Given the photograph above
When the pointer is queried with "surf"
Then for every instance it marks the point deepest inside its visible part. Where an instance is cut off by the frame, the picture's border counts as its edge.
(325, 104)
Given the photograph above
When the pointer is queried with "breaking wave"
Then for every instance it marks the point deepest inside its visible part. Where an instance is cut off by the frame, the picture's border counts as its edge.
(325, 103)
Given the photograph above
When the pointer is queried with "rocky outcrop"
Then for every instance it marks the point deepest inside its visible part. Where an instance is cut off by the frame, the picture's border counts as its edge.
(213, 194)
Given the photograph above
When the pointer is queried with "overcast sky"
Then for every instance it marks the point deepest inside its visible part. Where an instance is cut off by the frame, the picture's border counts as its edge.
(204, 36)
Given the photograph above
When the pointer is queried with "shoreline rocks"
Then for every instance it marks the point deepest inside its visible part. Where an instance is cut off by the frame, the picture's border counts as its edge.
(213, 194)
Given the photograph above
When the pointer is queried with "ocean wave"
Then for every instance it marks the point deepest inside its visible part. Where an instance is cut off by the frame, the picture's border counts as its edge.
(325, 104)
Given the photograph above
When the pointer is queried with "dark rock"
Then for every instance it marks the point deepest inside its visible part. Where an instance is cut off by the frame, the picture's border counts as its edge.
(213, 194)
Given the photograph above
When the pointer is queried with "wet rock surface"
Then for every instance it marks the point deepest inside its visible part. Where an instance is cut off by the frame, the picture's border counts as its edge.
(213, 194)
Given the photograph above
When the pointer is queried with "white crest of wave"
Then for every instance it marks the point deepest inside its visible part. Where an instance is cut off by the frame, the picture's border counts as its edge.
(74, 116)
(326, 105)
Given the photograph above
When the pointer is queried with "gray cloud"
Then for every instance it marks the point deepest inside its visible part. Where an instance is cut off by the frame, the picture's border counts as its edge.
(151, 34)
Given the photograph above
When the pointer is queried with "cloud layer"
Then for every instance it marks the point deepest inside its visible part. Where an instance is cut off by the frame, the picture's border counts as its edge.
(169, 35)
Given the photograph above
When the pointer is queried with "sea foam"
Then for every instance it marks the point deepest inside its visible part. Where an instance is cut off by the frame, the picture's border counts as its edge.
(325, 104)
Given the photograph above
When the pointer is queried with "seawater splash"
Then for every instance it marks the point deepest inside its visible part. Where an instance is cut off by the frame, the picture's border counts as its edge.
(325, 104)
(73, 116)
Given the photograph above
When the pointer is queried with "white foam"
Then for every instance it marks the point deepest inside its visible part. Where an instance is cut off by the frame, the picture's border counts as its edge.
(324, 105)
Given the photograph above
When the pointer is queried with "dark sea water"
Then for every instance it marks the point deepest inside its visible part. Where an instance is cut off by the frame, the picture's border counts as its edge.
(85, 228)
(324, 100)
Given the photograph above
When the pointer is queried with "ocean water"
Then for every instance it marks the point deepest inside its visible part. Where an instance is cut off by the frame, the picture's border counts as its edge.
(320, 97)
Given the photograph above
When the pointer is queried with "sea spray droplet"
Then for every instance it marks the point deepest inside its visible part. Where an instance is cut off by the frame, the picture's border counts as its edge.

> [THE REQUEST]: Take the entries and copy them out exactly.

> [SOLVED EXERCISE]:
Given the photograph above
When the pointer is queried with "surf"
Then for every instance it marks the point deepest inside its visible part. Where an instance is cut off by the frame, the picture's border counts as its edge.
(325, 104)
Given the photograph above
When the pointer is queried with "breaking wave"
Then for every instance it marks the point deepest inside its visible part. Where an instance is cut off by the frame, the picture's border counts as its edge.
(325, 103)
Given the photograph above
When the pointer is queried with "rocky outcrop"
Then for every instance it marks the point deepest inside its visible part. Where an instance is cut off by the frame, the picture's border counts as its edge.
(213, 194)
Given the photograph above
When the pointer is queried with "overcast sky"
Then for every instance it marks the point deepest inside its visible part. Where an instance is cut off by the frame, the picture's border counts as its edge.
(204, 36)
Given the photograph above
When the pointer is queried with "shoreline rocks"
Then for every instance it marks the point deepest inside its visible part. Where an instance is cut off by the frame, the picture's border counts as its edge.
(213, 194)
Given the photograph above
When the pointer is queried with "ocean wave"
Then for every instance it marks the point deepest inside its visible part. Where an instance is cut off by the frame, the picture's border counts as its edge.
(325, 104)
Given the photograph above
When the pointer is queried with "dark rock"
Then for every instance it marks the point deepest inside its visible part. Where an instance is cut off by the frame, the picture's border counts as its edge.
(213, 194)
Given the photograph above
When the pointer is queried with "wet rock surface"
Then for every instance it marks the point deepest inside its visible part. Where an instance is cut off by the frame, the picture's border counts as its edge.
(213, 194)
Given the photograph above
When the pointer is queried with "white crest of wave"
Then for every instance it marks the point deepest inside its visible part. Where an instance is cut off by the frame, the picture's border counts as its edge.
(74, 116)
(326, 105)
Given the photograph above
When the pointer is queried with "gray cloud"
Then for every instance it marks the point deepest inside its visible part. Where an instance is cut off by the frame, the picture's border counts as its edge.
(151, 34)
Given the photograph above
When the pointer is queried with "cloud layer"
Then for every instance it marks the point deepest inside its visible part. Where an instance is cut off by the frame, the picture's border counts as its edge.
(169, 35)
Given the photograph above
When the pointer is queried with "sea foam"
Then for every instance it marks the point deepest inside its visible part. Where an instance is cut off by the frame, the picture's border counts as its edge.
(325, 104)
Given the photograph above
When the pointer is queried with "seawater splash"
Then for every instance it marks the point deepest inside its visible part. Where an instance is cut off by the frame, the picture's border counts as its edge.
(325, 104)
(73, 116)
Given the photograph above
When the pointer is queried with "white foam"
Then for every instance it marks the point deepest inside its visible part. Where an instance is cut off by the frame, the picture's border counts as its edge.
(324, 105)
Given the photograph above
When the pointer is queried with "dark sea water"
Then for every instance it marks the point deepest inside its visible part. Where an instance is cut off by the frame, the picture's border counts as its edge.
(85, 228)
(324, 100)
Given the photograph above
When the pointer is queried with "ocean water"
Then for every instance it marks the point deepest inside its visible part. Where an instance is cut off by the frame, the picture's border counts as its edge.
(320, 97)
Given the photograph above
When the pointer is queried with "sea spray droplet"
Then for every instance it marks the point deepest inside its visible part. Where an instance is cut off by the frame, the picture's border counts as its edge.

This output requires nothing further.